┏━━
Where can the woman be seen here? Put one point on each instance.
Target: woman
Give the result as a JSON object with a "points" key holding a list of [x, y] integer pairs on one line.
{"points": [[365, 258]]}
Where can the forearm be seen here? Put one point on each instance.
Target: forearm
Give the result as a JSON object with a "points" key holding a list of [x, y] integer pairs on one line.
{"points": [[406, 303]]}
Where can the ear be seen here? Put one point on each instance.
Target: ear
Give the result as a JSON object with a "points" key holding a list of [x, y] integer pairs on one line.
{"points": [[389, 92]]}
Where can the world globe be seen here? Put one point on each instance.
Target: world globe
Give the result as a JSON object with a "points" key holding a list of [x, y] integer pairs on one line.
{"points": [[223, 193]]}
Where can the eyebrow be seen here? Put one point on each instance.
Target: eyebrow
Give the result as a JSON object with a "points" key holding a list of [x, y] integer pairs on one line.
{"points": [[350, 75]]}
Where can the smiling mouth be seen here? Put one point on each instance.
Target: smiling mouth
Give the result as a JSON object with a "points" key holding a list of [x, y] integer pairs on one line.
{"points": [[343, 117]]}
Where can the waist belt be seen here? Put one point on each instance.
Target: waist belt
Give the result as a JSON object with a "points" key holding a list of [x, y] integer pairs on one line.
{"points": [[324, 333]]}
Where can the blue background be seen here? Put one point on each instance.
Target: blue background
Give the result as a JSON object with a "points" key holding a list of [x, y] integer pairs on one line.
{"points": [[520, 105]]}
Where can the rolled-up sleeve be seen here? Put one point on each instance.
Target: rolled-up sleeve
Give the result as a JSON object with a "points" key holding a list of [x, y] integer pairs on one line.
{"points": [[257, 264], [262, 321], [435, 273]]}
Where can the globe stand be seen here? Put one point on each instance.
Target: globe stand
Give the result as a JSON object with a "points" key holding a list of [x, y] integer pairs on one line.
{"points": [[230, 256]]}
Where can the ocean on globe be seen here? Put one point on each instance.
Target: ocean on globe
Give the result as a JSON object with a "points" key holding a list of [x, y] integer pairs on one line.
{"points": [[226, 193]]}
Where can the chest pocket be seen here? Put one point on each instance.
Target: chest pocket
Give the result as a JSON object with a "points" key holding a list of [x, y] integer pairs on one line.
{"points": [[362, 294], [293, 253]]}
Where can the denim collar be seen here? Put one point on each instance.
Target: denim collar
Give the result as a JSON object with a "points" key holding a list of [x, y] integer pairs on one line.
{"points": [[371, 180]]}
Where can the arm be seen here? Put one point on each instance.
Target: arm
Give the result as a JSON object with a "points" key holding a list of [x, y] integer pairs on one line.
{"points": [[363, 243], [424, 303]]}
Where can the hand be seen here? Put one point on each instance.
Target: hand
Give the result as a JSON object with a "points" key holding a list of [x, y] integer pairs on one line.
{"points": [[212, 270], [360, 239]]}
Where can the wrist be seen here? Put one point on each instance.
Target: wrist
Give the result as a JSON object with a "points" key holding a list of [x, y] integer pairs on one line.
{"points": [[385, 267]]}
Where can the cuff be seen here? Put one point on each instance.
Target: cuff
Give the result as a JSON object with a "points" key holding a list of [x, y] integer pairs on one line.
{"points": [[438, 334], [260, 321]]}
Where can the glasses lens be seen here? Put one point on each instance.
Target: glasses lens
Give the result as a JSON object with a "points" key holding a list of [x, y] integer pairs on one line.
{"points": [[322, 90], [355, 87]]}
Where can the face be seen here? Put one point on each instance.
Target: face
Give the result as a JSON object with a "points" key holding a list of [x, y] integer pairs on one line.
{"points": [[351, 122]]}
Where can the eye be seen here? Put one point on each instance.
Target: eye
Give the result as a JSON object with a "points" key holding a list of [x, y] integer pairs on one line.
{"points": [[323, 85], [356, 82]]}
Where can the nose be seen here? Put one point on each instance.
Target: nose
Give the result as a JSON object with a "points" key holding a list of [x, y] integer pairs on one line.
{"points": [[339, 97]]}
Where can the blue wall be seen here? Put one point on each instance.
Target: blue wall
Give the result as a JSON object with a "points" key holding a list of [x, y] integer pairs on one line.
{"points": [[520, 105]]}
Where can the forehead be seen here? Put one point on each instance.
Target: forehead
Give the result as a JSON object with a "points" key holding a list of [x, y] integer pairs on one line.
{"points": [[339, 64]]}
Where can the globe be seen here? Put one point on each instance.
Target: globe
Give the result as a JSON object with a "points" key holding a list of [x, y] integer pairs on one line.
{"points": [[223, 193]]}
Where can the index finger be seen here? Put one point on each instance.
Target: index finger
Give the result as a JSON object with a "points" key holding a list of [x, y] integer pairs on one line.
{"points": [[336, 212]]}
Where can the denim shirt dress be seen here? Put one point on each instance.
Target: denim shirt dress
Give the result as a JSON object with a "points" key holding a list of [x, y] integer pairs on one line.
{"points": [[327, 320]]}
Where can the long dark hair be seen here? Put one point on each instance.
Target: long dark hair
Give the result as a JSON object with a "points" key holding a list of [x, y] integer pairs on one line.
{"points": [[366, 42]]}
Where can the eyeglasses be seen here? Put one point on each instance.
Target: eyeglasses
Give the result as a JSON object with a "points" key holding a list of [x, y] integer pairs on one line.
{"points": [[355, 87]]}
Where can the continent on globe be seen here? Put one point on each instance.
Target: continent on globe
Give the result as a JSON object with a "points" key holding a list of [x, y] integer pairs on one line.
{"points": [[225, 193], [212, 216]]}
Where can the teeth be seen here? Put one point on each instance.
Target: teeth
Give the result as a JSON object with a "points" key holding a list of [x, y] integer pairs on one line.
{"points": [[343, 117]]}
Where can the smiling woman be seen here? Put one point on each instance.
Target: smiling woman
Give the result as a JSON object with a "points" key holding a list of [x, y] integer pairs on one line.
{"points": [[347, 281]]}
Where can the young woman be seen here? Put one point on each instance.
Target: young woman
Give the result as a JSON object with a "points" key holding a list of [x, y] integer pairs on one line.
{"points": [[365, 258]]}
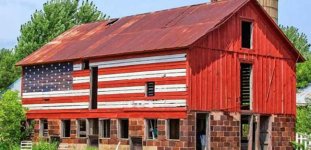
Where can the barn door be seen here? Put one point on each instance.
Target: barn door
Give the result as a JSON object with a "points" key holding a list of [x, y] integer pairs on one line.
{"points": [[136, 143]]}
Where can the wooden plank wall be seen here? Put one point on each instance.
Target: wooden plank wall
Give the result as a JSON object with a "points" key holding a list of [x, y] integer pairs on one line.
{"points": [[214, 67]]}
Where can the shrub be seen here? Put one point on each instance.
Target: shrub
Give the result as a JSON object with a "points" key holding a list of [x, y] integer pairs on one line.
{"points": [[44, 145], [11, 115]]}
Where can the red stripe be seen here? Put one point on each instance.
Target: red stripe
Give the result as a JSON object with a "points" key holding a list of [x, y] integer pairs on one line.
{"points": [[134, 68], [144, 67], [71, 99], [81, 73], [161, 113], [134, 82]]}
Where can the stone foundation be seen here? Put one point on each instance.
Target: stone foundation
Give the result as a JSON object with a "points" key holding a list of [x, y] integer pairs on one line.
{"points": [[224, 133], [283, 131]]}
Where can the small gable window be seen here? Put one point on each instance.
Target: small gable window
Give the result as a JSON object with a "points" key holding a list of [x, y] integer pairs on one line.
{"points": [[247, 31], [150, 89]]}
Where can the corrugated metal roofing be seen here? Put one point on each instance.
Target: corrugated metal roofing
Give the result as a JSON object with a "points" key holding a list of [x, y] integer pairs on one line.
{"points": [[167, 29]]}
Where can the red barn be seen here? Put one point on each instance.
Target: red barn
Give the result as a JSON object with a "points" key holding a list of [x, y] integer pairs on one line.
{"points": [[217, 75]]}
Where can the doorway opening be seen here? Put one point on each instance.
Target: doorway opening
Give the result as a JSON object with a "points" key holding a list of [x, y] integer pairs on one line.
{"points": [[92, 132], [264, 132], [248, 132], [201, 131]]}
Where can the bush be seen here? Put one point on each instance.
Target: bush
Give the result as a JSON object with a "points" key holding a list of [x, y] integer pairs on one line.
{"points": [[11, 115], [44, 145]]}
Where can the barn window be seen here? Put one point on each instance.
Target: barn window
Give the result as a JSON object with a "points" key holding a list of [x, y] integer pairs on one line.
{"points": [[86, 65], [105, 128], [150, 89], [94, 86], [247, 34], [246, 86], [152, 128], [81, 128], [173, 128], [44, 131], [65, 128], [123, 128]]}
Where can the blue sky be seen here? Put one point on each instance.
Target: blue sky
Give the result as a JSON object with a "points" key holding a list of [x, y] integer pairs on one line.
{"points": [[14, 13]]}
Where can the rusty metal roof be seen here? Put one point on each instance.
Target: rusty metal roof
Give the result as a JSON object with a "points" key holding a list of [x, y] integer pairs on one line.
{"points": [[166, 29]]}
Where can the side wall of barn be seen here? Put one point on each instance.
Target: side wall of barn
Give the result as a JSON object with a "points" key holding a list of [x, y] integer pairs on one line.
{"points": [[214, 67]]}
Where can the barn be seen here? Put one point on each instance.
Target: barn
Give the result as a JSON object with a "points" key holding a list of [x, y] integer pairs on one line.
{"points": [[217, 75]]}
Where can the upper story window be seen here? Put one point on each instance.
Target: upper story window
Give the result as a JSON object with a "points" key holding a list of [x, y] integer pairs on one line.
{"points": [[247, 37], [150, 89], [246, 85]]}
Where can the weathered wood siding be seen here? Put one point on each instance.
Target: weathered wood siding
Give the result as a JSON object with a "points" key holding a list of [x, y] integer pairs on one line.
{"points": [[214, 67]]}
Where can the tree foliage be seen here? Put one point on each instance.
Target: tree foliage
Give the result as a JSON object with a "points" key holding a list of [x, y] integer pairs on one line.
{"points": [[56, 17], [300, 41], [303, 121], [11, 115], [8, 72]]}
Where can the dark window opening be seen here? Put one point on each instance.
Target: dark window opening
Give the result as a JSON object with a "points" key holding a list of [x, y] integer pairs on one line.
{"points": [[123, 128], [246, 34], [86, 65], [246, 86], [66, 128], [105, 128], [94, 87], [152, 128], [44, 127], [82, 128], [150, 89], [173, 127]]}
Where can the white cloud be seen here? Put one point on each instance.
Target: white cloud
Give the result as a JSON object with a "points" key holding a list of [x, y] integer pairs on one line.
{"points": [[13, 14]]}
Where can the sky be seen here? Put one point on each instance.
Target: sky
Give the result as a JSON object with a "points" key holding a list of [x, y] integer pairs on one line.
{"points": [[14, 13]]}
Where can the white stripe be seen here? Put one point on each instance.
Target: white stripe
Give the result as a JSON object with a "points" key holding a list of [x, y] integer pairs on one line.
{"points": [[135, 75], [142, 104], [118, 104], [82, 105], [141, 89], [138, 61], [84, 92], [104, 91]]}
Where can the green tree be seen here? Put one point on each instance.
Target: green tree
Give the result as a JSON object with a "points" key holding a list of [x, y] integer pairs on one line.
{"points": [[56, 17], [8, 71], [303, 122], [300, 41], [11, 115]]}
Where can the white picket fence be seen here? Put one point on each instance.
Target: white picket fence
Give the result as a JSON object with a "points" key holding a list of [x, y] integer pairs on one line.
{"points": [[304, 139]]}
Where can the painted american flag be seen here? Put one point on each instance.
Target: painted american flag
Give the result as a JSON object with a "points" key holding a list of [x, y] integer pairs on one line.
{"points": [[46, 78]]}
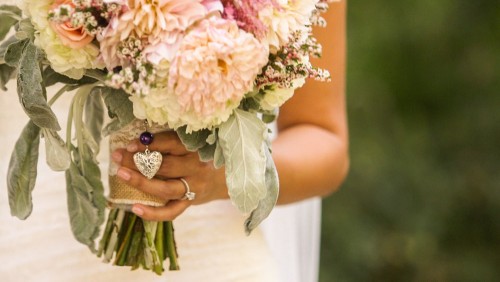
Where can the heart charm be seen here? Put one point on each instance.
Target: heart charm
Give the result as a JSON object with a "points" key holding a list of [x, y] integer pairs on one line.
{"points": [[148, 162]]}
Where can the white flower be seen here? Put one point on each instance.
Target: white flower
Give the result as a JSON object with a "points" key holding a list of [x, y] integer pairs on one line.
{"points": [[63, 59], [278, 96], [294, 15]]}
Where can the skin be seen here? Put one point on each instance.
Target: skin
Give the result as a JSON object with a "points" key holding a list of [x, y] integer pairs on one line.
{"points": [[310, 152]]}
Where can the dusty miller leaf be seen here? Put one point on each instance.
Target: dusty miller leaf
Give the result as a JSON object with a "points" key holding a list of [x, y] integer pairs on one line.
{"points": [[57, 154], [25, 30], [120, 108], [267, 204], [219, 160], [241, 138], [31, 91], [195, 140], [9, 15], [86, 201], [94, 117], [21, 176], [14, 52], [51, 77], [206, 153], [6, 74]]}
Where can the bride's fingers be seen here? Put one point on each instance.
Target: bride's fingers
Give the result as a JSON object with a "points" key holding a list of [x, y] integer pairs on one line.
{"points": [[164, 142], [171, 189], [166, 213]]}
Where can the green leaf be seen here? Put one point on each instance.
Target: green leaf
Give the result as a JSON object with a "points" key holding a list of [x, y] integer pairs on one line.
{"points": [[6, 74], [120, 108], [9, 16], [241, 138], [58, 157], [86, 201], [206, 153], [195, 140], [5, 44], [267, 204], [14, 52], [219, 160], [31, 91], [21, 176], [94, 116]]}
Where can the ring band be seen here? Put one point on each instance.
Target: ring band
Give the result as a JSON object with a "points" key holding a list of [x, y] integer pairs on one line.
{"points": [[188, 195]]}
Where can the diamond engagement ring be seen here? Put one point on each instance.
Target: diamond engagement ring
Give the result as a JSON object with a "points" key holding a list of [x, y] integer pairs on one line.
{"points": [[188, 195]]}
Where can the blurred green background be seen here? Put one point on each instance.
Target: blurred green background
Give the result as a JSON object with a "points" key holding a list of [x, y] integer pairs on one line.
{"points": [[422, 201]]}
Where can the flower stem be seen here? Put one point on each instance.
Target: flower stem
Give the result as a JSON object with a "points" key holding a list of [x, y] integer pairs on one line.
{"points": [[171, 248], [110, 248], [133, 253], [159, 243], [121, 255], [107, 231]]}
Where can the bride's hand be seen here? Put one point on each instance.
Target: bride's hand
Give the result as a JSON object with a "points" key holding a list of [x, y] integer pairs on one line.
{"points": [[203, 179]]}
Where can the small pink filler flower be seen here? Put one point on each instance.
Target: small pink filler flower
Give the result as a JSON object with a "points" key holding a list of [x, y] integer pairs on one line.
{"points": [[215, 67]]}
┗━━
» Try it
Scan the records above for the string "flag", then report every line that contains it.

» Output below
Where can the painted american flag be seen here? Put one point on each instance.
Target: painted american flag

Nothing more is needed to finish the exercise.